[Entries from a pointing dataset]
========

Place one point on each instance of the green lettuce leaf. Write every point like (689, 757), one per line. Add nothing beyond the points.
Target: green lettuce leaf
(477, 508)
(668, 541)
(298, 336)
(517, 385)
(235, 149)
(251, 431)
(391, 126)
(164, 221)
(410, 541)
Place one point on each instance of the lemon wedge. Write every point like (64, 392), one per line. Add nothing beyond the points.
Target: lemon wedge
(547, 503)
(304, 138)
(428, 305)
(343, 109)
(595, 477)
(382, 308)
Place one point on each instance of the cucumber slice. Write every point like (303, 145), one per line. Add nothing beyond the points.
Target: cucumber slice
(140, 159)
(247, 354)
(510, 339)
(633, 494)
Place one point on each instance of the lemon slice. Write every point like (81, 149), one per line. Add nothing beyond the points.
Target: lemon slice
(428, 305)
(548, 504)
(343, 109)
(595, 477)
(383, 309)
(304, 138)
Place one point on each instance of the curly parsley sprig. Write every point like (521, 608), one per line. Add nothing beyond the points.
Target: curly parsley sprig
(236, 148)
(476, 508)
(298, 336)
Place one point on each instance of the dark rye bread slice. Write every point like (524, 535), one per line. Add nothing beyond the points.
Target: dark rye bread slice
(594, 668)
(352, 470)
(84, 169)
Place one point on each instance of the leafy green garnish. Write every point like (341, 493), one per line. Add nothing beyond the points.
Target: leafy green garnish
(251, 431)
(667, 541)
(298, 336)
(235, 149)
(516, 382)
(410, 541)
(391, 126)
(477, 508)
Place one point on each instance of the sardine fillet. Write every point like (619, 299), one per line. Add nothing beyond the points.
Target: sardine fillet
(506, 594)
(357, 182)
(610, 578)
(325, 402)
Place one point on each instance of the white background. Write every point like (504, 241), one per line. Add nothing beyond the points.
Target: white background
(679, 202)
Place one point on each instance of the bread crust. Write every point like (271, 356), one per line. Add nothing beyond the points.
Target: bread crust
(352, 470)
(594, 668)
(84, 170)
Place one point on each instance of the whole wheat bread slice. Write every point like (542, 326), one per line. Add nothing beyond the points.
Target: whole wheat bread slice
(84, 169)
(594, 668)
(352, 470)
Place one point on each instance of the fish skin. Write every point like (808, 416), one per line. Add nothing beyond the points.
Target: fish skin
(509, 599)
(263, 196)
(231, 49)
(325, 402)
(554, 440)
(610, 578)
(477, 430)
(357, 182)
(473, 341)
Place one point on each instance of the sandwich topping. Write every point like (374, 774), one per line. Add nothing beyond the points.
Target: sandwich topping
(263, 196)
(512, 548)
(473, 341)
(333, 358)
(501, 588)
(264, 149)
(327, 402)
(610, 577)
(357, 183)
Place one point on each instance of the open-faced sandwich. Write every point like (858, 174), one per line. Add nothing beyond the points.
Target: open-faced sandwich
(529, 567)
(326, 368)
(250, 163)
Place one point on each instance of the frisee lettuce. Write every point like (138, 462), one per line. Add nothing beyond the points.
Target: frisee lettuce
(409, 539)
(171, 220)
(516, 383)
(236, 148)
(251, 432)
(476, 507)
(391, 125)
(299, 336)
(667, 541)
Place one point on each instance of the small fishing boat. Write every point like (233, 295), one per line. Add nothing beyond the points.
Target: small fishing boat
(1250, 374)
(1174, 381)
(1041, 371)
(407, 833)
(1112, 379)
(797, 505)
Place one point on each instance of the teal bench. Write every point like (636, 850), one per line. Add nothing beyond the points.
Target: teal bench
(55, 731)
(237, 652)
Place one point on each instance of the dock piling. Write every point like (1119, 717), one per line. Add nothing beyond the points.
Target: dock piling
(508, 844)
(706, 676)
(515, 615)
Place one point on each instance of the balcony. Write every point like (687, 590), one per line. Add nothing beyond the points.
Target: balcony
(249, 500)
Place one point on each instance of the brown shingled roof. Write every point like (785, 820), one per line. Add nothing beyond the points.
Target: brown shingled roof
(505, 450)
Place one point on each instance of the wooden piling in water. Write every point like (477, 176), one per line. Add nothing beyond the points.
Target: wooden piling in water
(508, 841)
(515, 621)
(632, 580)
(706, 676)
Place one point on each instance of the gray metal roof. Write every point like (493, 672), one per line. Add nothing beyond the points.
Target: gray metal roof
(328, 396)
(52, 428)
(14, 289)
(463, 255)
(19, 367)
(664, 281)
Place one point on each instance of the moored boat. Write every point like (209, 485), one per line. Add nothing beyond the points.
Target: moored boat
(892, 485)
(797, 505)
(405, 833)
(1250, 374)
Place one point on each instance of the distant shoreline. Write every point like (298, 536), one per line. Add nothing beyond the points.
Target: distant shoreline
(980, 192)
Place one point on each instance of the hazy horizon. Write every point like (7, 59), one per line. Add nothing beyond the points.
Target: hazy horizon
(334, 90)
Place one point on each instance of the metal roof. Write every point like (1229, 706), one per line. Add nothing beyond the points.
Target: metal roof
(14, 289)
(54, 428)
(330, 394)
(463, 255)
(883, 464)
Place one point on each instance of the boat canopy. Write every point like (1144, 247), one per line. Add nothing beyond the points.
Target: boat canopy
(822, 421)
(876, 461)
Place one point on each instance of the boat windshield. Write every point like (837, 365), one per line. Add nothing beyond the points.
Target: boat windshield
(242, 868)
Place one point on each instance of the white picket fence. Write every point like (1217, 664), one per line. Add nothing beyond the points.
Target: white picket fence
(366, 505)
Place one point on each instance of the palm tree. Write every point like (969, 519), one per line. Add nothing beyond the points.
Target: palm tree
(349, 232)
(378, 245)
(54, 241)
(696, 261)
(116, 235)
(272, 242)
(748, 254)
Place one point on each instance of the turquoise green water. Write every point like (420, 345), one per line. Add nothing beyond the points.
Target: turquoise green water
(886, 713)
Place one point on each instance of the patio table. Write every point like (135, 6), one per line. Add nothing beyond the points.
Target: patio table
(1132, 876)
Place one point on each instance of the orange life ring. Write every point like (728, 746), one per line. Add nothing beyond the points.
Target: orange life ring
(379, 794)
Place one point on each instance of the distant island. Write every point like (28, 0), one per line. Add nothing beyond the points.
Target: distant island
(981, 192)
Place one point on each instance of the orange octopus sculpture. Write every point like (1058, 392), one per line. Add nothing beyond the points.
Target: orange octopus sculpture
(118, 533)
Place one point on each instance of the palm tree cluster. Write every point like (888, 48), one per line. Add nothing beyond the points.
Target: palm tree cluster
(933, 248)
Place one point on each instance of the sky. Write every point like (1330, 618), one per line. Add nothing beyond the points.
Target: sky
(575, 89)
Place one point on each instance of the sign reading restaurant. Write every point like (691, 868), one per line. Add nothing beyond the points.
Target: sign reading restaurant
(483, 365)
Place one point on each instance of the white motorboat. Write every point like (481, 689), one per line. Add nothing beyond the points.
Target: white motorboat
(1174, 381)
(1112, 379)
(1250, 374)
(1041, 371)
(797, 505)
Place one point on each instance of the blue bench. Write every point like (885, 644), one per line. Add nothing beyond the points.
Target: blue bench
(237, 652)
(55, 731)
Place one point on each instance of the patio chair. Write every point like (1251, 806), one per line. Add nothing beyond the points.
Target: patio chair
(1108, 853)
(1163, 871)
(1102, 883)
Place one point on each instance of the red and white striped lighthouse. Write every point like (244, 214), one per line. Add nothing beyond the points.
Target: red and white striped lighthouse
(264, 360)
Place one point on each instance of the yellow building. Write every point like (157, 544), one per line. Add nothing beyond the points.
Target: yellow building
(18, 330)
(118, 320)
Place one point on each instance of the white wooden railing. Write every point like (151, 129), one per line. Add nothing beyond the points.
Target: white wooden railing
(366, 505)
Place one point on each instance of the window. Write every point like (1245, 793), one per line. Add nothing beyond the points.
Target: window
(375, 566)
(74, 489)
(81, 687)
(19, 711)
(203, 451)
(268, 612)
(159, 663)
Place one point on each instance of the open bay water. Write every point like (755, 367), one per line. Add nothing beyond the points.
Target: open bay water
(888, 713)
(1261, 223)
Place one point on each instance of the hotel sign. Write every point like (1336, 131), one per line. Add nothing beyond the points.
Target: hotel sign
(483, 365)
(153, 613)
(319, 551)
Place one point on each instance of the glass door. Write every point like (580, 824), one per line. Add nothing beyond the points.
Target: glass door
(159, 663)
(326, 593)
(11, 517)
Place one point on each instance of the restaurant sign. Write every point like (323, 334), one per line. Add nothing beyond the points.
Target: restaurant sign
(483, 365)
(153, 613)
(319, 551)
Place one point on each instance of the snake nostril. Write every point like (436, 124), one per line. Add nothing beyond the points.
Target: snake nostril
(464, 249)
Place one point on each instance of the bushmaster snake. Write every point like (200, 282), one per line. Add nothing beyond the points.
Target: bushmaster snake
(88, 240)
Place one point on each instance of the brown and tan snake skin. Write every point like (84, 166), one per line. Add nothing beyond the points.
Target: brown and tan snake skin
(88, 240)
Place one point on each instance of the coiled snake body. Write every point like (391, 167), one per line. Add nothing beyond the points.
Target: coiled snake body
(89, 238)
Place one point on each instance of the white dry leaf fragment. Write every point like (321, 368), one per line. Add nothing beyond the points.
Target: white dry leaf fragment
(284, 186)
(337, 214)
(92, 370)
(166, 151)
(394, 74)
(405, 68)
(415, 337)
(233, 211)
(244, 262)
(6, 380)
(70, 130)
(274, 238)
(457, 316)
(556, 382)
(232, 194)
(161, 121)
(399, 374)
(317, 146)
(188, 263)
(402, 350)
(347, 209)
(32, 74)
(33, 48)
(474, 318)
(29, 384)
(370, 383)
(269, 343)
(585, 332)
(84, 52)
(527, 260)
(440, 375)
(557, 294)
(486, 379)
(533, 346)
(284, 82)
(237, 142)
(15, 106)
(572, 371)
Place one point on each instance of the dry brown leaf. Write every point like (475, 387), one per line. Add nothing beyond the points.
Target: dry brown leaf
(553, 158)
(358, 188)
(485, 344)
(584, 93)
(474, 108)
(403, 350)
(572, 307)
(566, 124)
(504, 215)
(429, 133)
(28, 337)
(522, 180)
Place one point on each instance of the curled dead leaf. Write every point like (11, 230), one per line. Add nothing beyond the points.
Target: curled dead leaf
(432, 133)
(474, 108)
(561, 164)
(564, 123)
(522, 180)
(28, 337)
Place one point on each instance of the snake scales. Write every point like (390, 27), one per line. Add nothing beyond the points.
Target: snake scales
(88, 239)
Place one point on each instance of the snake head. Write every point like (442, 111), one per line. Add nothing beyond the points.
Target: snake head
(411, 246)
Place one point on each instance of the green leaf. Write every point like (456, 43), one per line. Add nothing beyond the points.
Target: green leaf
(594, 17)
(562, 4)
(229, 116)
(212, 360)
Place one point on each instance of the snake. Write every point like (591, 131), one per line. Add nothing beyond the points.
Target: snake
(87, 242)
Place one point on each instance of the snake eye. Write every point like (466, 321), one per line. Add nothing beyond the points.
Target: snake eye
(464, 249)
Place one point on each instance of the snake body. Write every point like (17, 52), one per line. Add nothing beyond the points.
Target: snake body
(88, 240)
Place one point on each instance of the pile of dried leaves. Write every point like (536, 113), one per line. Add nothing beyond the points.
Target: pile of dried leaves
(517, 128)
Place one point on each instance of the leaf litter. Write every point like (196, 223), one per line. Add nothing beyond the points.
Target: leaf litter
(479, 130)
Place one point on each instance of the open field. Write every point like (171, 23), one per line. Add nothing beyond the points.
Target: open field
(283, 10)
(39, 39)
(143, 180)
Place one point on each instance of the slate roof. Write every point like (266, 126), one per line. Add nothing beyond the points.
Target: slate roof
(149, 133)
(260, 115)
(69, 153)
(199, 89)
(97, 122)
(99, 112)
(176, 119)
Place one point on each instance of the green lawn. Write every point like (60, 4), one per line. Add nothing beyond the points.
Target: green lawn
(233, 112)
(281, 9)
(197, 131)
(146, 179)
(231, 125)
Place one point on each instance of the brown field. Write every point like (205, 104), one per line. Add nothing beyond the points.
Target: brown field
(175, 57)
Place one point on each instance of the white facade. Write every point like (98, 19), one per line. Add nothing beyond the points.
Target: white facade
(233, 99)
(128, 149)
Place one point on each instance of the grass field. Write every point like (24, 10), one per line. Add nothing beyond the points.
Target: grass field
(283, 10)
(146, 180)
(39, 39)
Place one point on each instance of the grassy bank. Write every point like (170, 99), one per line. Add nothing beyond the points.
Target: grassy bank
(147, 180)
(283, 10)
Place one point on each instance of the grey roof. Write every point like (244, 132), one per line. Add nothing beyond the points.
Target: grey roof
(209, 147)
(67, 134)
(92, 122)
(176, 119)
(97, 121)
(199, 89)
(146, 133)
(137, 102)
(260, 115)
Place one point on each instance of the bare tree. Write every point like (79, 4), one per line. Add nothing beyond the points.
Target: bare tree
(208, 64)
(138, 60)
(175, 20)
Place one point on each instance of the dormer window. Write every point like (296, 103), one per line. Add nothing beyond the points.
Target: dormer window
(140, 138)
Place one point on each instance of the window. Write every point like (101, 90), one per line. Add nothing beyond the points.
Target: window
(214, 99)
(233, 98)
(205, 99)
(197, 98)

========

What is asked: Set down, exactly and in full, the lines from the one containing "Place one point on each instance of the open field." through the end of the entries; no other line belongs.

Result for this exercise:
Place one point on each instance of the open field. Write every point like (171, 23), one per line. Add nothing beyond the points.
Target: open field
(283, 10)
(39, 39)
(143, 180)
Place one point on each instance of the slate roof. Write every point like (266, 126), one per line. Add nothing beyond the points.
Target: slate roof
(149, 133)
(260, 115)
(69, 153)
(199, 89)
(97, 122)
(99, 112)
(176, 119)
Place one point on each instance of the green lawn. Write every point like (60, 4), one per line. Add nothing beyond the points.
Target: green lawn
(233, 112)
(281, 9)
(197, 131)
(146, 179)
(231, 125)
Place one point on each instance of the brown field. Write every point like (205, 104), one per line. Add nothing beyond the points.
Target: brown field
(175, 57)
Place one point on each instance of the white facade. Write every point like (98, 19), one per line. Add nothing beyond the points.
Target: white facade
(233, 99)
(128, 149)
Place one point on each instance of the grass field. Write every point like (24, 10), one per line. Add nothing beyond the points.
Target: grass field
(283, 10)
(146, 180)
(39, 39)
Place one point on each instance of the grassy bank. Write every point like (170, 99), one per line. Add nothing beyond the points.
Target: grassy bank
(147, 180)
(283, 10)
Place one point on each instance of the grey roof. Write every point like (244, 132), one per line. Add nothing beyond the points.
Target: grey roof
(209, 147)
(67, 134)
(92, 122)
(176, 119)
(97, 121)
(199, 89)
(146, 133)
(137, 102)
(260, 115)
Place one point on each instance of the bare tree. Write every point like (79, 4), one per line. Add nothing beyond the points.
Target: bare tree
(208, 64)
(138, 60)
(175, 20)
Place one point on each instance of the dormer window. Write every point like (296, 103), one per line. Add nothing beyond the points.
Target: dormer window
(140, 138)
Place one point on each instance of the window. Write every point like (101, 90), one per line. Add nothing beyond the points.
Target: window
(214, 99)
(233, 98)
(205, 99)
(197, 98)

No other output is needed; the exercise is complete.